▶ **EXTRACTED RECORDS**
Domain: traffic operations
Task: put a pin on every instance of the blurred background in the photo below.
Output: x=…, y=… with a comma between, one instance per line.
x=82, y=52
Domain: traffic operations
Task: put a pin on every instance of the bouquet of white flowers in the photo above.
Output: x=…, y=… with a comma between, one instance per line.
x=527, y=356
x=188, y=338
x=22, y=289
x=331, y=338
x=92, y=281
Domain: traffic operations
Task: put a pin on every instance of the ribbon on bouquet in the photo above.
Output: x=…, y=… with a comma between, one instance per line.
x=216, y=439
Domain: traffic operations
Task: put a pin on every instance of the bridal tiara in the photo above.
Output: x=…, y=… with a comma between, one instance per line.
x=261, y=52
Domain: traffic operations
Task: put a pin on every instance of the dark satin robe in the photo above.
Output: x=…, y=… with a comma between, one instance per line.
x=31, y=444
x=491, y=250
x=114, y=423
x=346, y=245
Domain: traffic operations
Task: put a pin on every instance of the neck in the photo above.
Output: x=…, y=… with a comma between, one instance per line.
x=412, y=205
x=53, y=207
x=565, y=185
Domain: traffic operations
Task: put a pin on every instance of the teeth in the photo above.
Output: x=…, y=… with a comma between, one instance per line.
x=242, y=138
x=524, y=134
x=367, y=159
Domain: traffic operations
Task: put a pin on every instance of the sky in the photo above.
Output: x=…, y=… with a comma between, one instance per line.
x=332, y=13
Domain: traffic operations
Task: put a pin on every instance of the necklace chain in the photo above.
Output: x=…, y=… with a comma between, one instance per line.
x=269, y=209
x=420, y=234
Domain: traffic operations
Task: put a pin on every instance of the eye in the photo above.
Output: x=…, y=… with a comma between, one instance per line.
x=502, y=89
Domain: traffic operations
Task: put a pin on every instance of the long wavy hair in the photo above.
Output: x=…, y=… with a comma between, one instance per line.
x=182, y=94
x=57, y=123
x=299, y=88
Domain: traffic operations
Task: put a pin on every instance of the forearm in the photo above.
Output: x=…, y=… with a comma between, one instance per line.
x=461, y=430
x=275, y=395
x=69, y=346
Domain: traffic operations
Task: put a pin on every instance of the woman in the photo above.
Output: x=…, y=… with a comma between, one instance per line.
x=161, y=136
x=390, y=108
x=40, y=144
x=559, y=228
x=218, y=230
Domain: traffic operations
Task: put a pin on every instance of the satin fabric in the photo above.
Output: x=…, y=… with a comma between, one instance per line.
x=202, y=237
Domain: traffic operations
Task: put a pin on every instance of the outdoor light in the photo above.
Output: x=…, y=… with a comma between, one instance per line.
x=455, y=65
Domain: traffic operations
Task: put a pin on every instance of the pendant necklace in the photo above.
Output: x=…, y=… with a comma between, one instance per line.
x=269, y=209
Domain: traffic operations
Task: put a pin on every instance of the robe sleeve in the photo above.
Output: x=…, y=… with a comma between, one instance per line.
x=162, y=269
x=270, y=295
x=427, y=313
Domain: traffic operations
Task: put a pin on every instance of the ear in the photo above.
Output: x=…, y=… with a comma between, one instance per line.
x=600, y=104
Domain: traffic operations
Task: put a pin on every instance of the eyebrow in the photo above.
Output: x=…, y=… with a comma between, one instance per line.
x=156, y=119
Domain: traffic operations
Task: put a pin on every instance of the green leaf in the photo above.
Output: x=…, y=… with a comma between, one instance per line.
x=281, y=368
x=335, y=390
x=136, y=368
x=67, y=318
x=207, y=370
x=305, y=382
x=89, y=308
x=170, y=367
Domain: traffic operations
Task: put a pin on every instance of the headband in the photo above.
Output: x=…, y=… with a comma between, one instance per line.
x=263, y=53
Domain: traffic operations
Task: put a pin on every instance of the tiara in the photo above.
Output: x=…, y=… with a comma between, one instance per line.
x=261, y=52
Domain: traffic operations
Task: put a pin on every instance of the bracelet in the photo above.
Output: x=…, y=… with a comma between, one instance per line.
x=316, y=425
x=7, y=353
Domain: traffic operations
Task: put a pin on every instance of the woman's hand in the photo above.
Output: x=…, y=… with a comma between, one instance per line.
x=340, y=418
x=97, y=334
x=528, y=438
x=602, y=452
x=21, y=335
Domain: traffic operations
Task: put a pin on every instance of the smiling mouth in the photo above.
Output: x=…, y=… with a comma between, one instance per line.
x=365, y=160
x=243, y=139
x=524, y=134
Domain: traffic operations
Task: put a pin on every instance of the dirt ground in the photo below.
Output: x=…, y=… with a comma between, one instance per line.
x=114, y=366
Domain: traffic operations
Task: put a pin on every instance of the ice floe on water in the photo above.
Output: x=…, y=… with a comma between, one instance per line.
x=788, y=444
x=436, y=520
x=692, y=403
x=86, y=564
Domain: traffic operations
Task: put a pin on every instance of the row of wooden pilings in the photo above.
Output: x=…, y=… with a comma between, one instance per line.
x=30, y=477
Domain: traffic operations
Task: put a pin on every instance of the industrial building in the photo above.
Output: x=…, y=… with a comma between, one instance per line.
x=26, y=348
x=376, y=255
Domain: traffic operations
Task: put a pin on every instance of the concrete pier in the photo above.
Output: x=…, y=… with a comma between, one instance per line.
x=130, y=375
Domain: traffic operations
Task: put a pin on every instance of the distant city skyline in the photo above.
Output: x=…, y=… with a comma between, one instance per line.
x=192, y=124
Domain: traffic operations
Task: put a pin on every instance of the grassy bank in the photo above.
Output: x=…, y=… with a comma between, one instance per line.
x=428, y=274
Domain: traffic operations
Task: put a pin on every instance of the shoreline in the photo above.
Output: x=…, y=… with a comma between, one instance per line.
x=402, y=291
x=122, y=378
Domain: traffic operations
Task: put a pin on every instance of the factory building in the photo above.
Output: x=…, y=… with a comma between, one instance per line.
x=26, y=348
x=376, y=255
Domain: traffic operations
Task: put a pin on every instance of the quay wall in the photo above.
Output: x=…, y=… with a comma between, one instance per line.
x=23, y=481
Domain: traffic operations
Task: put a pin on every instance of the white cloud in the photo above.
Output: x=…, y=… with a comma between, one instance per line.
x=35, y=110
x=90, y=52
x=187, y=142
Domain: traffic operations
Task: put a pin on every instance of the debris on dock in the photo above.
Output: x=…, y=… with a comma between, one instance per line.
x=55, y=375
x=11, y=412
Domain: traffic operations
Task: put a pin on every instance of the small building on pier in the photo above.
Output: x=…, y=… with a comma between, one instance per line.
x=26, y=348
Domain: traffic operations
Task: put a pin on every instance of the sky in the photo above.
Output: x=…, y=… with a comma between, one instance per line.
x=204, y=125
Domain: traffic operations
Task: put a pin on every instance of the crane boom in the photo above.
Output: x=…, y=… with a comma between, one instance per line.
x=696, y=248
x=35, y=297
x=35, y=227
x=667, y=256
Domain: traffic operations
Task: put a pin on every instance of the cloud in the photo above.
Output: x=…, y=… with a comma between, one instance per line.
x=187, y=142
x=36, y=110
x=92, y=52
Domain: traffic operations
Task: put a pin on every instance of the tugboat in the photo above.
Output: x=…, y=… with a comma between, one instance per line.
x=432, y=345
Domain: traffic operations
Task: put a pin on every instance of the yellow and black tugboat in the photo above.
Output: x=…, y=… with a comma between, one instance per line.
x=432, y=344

▶ **WHAT IS REQUIRED**
Each line above needs to be written out again exactly.

▶ **RESPONSE TO THE TASK**
Domain: traffic operations
Task: put a pin on every instance of the blurred background in the photo below.
Output: x=…, y=… with a comma between, one instance per line.
x=82, y=52
Domain: traffic operations
Task: put a pin on every instance of the bouquet of white flowers in the photo above.
Output: x=…, y=… with a comma between, one instance per line.
x=527, y=356
x=188, y=338
x=22, y=289
x=331, y=338
x=92, y=281
Domain: traffic operations
Task: put a pin on every instance of the ribbon on bouquet in the photo above.
Output: x=…, y=… with a comma between, one instance per line.
x=216, y=439
Domain: traffic operations
Task: put a pin on every instance of the bridal tiara in the photo above.
Output: x=…, y=… with a comma between, one instance per line.
x=261, y=52
Domain: traffic operations
Task: put a pin on every instance of the dark satin robe in the photo above.
Output: x=…, y=… with a comma between, one instance per line.
x=31, y=444
x=491, y=250
x=114, y=423
x=346, y=245
Domain: traffic operations
Task: put a pin on every instance of the neck in the photo above.
Output: x=…, y=… with a comma between, one instance per line.
x=412, y=205
x=53, y=207
x=565, y=185
Domain: traffic operations
Task: put a pin on every instance of the teeth in the photo above.
Output: x=…, y=… with a comma between, one instance per line.
x=242, y=138
x=524, y=134
x=367, y=159
Domain: traffic operations
Task: put a pin on every instance of the sky in the photo above.
Output: x=…, y=… with a comma between, one instance per line.
x=332, y=13
Domain: traffic operations
Task: put a pin on every instance of the necklace chain in the photo above.
Output: x=…, y=… with a comma between, one instance per line.
x=269, y=209
x=420, y=234
Domain: traffic operations
Task: put a pin on every instance of the eye in the photo above.
Output: x=…, y=… with a comma between, one instance per line.
x=502, y=89
Domain: traffic operations
Task: put a pin on every instance of the long wavy hair in the photo above.
Output: x=…, y=… with a comma between, one instance per line.
x=182, y=94
x=57, y=123
x=299, y=88
Domain: traffic operations
Task: put a pin on every instance of the forearm in the photo above.
Output: x=…, y=… with a comma between, one instance per line.
x=461, y=430
x=275, y=395
x=69, y=346
Domain: traffic operations
Task: put a pin on every instance of the woman in the photo above.
Output: x=…, y=… with a comma between, one instance per line.
x=161, y=136
x=390, y=108
x=40, y=144
x=559, y=228
x=218, y=230
Domain: traffic operations
Task: put a pin on every instance of the satin fabric in the photo above.
Output: x=…, y=… with a comma between, one instance per line.
x=202, y=237
Domain: traffic operations
Task: put a pin on every instance of the outdoor light in the photo above.
Output: x=…, y=… with a comma between, one instance per line.
x=455, y=65
Domain: traffic operations
Task: put a pin on every instance of the pendant necklace in the photo above.
Output: x=…, y=… with a comma between, one instance per line.
x=269, y=209
Domain: traffic operations
Task: put a pin on every instance of the robe sleeve in the photo above.
Output: x=…, y=… with a comma between, one instance per line.
x=162, y=269
x=270, y=295
x=427, y=313
Domain: traffic operations
Task: put a pin on every instance of the ear in the photo above.
Output: x=…, y=… with a comma between, one instance per line.
x=600, y=104
Domain: traffic operations
Task: put a pin on every instance of the eyebrow in the photo above.
Output: x=…, y=… with a comma between, one instance per line.
x=156, y=119
Domain: traffic operations
Task: put a pin on every instance of the green leaf in the photo above.
Output: x=…, y=… with a comma between, one instance per line.
x=281, y=368
x=335, y=390
x=136, y=368
x=67, y=318
x=207, y=370
x=305, y=382
x=89, y=308
x=170, y=367
Domain: traffic operations
Task: put a pin on every instance of the headband in the photo above.
Output: x=…, y=… with a comma between, one instance per line.
x=263, y=53
Domain: traffic operations
Task: put a pin on every instance of the tiara in the photo above.
Output: x=…, y=… with a comma between, one instance per line.
x=261, y=52
Domain: traffic operations
Task: put a pin on every instance of the bracelet in the photo above.
Output: x=…, y=… with a comma between, one instance per line.
x=316, y=425
x=7, y=353
Domain: traffic operations
Task: put a pin on every instance of the woman's hand in the photo above.
Output: x=…, y=… with a comma between, one instance per line.
x=340, y=418
x=97, y=334
x=528, y=438
x=602, y=452
x=21, y=335
Domain: traffic operations
Task: put a pin on every instance of the smiling mouth in the photo above.
Output: x=…, y=… with a comma between, one instance per line.
x=365, y=160
x=243, y=139
x=524, y=134
Domain: traffic operations
Task: put a pin on every instance of the dirt ground in the photo below.
Output: x=…, y=… with a comma between, one instance per line.
x=114, y=366
Domain: traffic operations
Task: put a pin on every instance of the ice floe on water in the photo above.
Output: x=…, y=… with a comma between, one instance per line.
x=788, y=444
x=436, y=520
x=692, y=403
x=86, y=564
Domain: traffic operations
Task: put a pin on every instance of the row of wooden pilings in the photo above.
Output: x=…, y=… with a comma between, one instance per line.
x=30, y=477
Domain: traffic operations
Task: put a pin on every instance of the industrial building in the photo above.
Output: x=…, y=… with a comma between, one instance per line.
x=26, y=348
x=376, y=255
Domain: traffic operations
Task: put a pin on every instance of the concrete pier in the photo above.
Output: x=…, y=… with a comma between, one instance per line.
x=130, y=375
Domain: traffic operations
Task: put a pin on every instance of the distant city skyline in the photo above.
Output: x=…, y=… with a comma between, one instance per line.
x=192, y=124
Domain: traffic operations
Task: put a pin on every instance of the grassy bank in the photo above.
Output: x=…, y=… with a comma between, one instance per line.
x=428, y=274
Domain: traffic operations
Task: put a pin on every instance of the shoreline in the photo above.
Output: x=…, y=… with a comma between, one instance per line.
x=402, y=291
x=122, y=378
Domain: traffic operations
Task: put a pin on every instance of the factory building in the photo above.
Output: x=…, y=… with a comma between, one instance per line.
x=26, y=348
x=376, y=255
Domain: traffic operations
Task: put a pin on every instance of the quay wall in the photo above.
Output: x=…, y=… with a comma between, one instance per line.
x=23, y=481
Domain: traffic operations
Task: put a pin on every instance of the white cloud in the photo above.
Output: x=…, y=… with a comma between, one instance per line.
x=35, y=110
x=90, y=52
x=187, y=142
Domain: traffic operations
Task: put a pin on every instance of the debris on dock in the photo above.
Output: x=…, y=… with a comma between, one instance per line.
x=55, y=375
x=11, y=412
Domain: traffic operations
Task: put a pin on every instance of the small building on pier in the photo above.
Output: x=…, y=… with a comma between, one instance per line.
x=26, y=348
Domain: traffic operations
Task: put a pin on every instance of the sky in the photo above.
Output: x=…, y=… with a comma between, one instance per line.
x=204, y=125
Domain: traffic operations
Task: put a pin on every instance of the crane boom in the photo above.
Output: x=…, y=… with a comma between, one instance per line.
x=696, y=248
x=35, y=297
x=35, y=227
x=667, y=256
Domain: traffic operations
Task: put a pin on every instance of the cloud in the photo above.
Output: x=…, y=… with a comma between, one instance per line.
x=187, y=142
x=36, y=110
x=92, y=52
Domain: traffic operations
Task: put a pin on every instance of the tugboat in the photo above.
Output: x=…, y=… with a comma between, one instance per line.
x=432, y=345
Domain: traffic operations
Task: put a pin on every instance of the yellow and black tugboat in the photo above.
Output: x=…, y=… with a comma between, one instance per line.
x=432, y=344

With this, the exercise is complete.